DESCRIPTION OF THE TASK
Filter the entries for lines with the word "below".

INFORMATION SUPPLIED
________________________

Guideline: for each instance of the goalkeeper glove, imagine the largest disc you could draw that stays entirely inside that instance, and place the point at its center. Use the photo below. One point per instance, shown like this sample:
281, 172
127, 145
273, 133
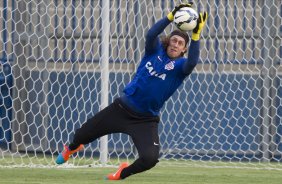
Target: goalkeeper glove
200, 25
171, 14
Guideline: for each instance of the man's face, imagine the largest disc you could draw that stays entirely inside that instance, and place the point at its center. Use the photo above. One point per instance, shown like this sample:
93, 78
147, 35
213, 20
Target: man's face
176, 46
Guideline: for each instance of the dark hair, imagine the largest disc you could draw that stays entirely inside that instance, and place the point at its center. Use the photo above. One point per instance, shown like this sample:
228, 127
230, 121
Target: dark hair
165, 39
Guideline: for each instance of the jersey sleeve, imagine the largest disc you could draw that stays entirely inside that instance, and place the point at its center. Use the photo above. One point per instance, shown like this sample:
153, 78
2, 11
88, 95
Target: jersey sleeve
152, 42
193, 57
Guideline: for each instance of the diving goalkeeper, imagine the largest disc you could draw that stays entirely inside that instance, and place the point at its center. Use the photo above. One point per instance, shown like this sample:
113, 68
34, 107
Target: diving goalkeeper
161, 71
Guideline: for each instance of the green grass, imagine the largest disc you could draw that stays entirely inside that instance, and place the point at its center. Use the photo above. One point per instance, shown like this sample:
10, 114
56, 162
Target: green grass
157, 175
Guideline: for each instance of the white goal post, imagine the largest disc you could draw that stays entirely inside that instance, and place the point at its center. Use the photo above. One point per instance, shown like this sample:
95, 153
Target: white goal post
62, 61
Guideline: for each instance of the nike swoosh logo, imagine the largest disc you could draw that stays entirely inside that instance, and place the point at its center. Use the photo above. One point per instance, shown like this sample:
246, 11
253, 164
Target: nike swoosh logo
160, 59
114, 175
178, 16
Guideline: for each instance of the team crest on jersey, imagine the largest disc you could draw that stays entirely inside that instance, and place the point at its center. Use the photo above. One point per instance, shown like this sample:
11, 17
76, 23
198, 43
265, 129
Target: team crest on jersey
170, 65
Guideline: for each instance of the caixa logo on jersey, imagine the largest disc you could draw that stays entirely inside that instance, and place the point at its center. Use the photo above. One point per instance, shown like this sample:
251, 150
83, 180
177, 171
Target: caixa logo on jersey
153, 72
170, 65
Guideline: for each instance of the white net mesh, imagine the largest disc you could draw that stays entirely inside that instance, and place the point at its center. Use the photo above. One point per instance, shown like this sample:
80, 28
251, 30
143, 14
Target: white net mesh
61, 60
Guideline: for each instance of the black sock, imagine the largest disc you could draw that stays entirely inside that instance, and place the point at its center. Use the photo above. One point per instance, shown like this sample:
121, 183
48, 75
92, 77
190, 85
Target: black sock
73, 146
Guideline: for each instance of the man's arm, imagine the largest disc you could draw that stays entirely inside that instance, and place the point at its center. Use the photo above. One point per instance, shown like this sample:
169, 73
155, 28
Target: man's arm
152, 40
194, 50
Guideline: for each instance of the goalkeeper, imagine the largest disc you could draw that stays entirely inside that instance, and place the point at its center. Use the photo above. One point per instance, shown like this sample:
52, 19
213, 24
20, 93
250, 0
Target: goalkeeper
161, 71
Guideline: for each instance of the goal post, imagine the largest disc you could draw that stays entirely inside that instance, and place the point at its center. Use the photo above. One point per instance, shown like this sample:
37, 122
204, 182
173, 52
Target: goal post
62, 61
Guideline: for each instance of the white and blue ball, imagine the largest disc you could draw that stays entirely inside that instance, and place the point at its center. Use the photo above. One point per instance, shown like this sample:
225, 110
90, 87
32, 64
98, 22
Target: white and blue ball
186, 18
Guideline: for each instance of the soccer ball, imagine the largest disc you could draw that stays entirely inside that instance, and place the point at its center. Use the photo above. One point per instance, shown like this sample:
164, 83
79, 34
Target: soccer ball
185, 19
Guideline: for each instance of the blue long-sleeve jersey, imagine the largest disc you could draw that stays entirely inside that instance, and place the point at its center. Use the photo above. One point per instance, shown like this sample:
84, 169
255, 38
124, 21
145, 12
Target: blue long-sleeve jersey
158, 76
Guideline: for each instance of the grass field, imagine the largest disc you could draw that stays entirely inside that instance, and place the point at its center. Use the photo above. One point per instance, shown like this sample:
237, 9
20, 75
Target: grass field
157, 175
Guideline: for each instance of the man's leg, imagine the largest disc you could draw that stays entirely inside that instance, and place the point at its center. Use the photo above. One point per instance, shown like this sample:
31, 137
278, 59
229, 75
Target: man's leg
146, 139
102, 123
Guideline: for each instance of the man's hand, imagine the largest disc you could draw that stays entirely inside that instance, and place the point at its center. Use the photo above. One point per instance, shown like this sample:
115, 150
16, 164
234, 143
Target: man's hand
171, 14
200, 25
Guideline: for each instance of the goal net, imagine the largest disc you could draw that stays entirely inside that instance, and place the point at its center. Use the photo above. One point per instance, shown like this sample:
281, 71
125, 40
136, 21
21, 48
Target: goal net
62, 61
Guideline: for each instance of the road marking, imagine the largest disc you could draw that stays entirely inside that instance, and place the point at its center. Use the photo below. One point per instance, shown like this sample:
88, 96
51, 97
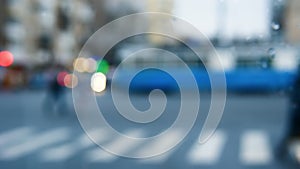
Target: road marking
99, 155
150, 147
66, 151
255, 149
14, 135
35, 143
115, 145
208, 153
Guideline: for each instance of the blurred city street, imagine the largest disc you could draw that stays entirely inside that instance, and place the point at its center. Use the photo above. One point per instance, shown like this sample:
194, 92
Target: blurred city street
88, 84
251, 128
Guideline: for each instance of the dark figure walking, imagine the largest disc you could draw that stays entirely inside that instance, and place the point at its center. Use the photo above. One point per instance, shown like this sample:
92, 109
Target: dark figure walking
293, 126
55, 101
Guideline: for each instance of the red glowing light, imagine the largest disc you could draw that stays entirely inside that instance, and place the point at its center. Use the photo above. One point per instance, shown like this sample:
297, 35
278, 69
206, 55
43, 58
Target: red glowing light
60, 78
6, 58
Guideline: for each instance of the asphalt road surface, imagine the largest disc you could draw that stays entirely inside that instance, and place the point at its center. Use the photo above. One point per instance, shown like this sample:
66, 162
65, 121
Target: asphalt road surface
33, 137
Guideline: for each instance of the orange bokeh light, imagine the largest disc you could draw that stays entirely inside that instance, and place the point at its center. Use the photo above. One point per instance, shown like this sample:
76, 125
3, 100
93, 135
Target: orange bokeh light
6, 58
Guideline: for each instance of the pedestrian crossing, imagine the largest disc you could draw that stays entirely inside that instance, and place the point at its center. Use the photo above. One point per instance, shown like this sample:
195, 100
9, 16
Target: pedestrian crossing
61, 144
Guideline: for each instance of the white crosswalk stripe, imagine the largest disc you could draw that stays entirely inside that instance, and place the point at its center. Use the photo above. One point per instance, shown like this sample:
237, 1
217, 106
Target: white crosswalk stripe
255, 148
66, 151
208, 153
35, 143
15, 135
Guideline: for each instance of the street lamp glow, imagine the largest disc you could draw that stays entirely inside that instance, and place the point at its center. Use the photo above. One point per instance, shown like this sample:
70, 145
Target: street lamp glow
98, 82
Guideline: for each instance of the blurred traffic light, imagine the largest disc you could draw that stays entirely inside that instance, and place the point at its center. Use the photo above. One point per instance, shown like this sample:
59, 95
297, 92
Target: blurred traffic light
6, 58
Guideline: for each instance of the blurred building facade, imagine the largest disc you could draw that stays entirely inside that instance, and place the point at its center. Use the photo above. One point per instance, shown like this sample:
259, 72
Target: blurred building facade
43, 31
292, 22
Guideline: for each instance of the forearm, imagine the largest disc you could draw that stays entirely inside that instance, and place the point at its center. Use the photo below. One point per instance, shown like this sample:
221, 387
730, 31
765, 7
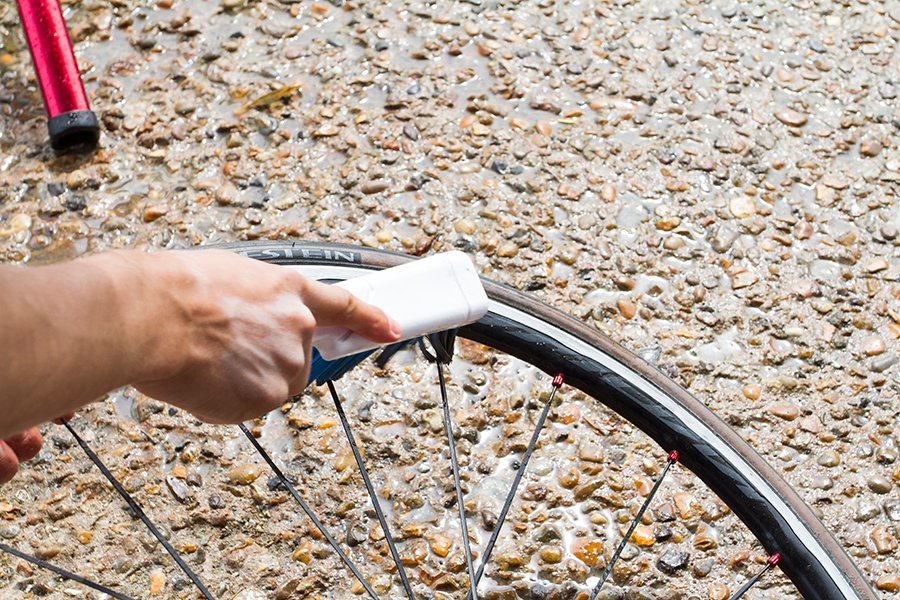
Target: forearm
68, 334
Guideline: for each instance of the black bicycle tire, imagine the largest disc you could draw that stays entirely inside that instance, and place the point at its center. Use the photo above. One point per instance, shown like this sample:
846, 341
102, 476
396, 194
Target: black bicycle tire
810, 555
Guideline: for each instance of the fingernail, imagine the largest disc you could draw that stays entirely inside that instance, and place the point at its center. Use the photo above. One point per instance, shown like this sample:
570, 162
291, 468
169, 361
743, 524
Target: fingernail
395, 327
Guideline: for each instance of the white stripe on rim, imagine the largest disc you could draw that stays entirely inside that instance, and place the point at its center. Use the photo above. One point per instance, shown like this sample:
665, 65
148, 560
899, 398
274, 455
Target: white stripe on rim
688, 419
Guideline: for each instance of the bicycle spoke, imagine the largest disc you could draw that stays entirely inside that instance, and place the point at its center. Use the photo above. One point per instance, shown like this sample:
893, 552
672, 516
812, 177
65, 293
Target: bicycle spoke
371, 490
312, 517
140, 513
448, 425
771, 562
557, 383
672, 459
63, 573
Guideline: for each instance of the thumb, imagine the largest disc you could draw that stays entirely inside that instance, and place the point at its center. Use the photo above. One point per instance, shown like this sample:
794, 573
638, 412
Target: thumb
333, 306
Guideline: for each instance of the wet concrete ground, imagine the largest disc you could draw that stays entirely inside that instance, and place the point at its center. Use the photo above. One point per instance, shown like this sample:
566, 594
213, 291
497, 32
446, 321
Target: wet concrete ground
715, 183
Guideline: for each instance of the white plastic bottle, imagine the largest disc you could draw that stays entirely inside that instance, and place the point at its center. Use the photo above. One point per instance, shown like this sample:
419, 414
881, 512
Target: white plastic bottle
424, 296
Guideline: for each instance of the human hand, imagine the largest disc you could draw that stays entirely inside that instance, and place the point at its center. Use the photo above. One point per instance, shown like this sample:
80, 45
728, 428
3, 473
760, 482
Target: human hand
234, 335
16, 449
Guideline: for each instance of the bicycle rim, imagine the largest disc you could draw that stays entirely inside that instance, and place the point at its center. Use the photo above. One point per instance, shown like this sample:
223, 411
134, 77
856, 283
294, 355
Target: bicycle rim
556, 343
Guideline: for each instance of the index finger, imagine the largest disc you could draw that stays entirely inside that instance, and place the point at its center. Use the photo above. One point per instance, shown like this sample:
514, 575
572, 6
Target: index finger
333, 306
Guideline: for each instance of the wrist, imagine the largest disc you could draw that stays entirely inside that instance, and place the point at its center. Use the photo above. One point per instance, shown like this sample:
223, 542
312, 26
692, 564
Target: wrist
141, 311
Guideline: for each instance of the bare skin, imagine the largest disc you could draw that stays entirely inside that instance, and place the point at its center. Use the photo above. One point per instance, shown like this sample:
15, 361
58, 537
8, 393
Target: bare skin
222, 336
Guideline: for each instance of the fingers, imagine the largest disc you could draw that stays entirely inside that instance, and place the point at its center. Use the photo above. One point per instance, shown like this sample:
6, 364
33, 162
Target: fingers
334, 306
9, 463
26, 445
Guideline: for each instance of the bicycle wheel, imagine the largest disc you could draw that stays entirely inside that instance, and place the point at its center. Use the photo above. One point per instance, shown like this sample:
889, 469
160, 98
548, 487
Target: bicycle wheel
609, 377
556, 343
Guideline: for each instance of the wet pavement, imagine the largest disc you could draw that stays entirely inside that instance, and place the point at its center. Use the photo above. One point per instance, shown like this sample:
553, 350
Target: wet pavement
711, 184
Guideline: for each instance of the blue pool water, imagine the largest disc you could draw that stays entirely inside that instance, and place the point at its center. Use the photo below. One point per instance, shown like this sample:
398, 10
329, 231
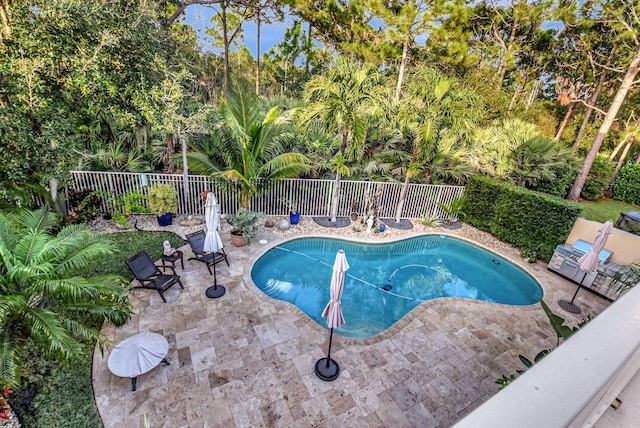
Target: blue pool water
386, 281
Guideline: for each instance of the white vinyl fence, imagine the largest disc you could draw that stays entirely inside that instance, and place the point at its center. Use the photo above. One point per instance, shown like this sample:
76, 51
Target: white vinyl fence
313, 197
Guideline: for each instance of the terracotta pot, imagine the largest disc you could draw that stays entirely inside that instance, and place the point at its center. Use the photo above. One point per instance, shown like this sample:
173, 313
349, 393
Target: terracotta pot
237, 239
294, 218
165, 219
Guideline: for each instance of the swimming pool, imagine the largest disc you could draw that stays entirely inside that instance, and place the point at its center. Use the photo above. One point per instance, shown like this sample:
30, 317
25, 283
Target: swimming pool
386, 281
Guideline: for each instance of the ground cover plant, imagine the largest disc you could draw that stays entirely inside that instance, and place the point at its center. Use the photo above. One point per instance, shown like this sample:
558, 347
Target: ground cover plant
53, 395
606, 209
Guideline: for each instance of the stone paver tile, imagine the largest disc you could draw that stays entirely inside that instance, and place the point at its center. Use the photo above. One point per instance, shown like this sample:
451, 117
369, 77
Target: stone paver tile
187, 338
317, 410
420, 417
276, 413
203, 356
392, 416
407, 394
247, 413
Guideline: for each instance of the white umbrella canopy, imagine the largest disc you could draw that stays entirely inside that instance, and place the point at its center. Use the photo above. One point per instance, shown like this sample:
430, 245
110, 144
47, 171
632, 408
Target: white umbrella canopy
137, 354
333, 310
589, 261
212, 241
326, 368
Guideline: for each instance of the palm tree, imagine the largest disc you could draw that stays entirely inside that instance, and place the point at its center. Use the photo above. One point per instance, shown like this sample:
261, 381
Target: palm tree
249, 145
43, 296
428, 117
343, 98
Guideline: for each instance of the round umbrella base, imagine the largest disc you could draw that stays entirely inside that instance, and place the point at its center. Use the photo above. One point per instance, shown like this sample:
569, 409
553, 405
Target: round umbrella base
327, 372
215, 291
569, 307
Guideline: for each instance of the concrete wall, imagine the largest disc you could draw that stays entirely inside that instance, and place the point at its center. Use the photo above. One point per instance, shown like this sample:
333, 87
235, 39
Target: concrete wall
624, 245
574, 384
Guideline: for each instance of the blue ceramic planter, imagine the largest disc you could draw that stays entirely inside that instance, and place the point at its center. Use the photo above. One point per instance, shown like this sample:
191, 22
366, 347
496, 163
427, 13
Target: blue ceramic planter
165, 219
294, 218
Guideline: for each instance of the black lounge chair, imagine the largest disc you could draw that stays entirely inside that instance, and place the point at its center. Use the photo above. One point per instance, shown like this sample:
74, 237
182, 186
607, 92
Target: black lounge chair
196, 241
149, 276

________________________

TASK RESPONSE
Guideline: for each instance of the goalkeeper glove, imagine the largest disc you could draw that stays entirely inside that instance, and place the point at its center. Use the photo below. One point per instance, shown like this sample:
Guideline: for each instance of the road marking, imagine the largest disc you could draw that stays entirely inside that instance, and place the point at its center. Use the photo below. One point per instance, shown like this sample:
Guideline: for each instance of the forearm, imagine the largest disc you could draw that stays entirely inside that instance, and place the point at its center. Use the photo below. One point per instance, shown like this sample:
Guideline: for each instance of the blue pool water, imagine the largest disc you could draw that stays entirely inside that instance, and place the point at its center. Use the photo below. One point per instance, shown like this sample:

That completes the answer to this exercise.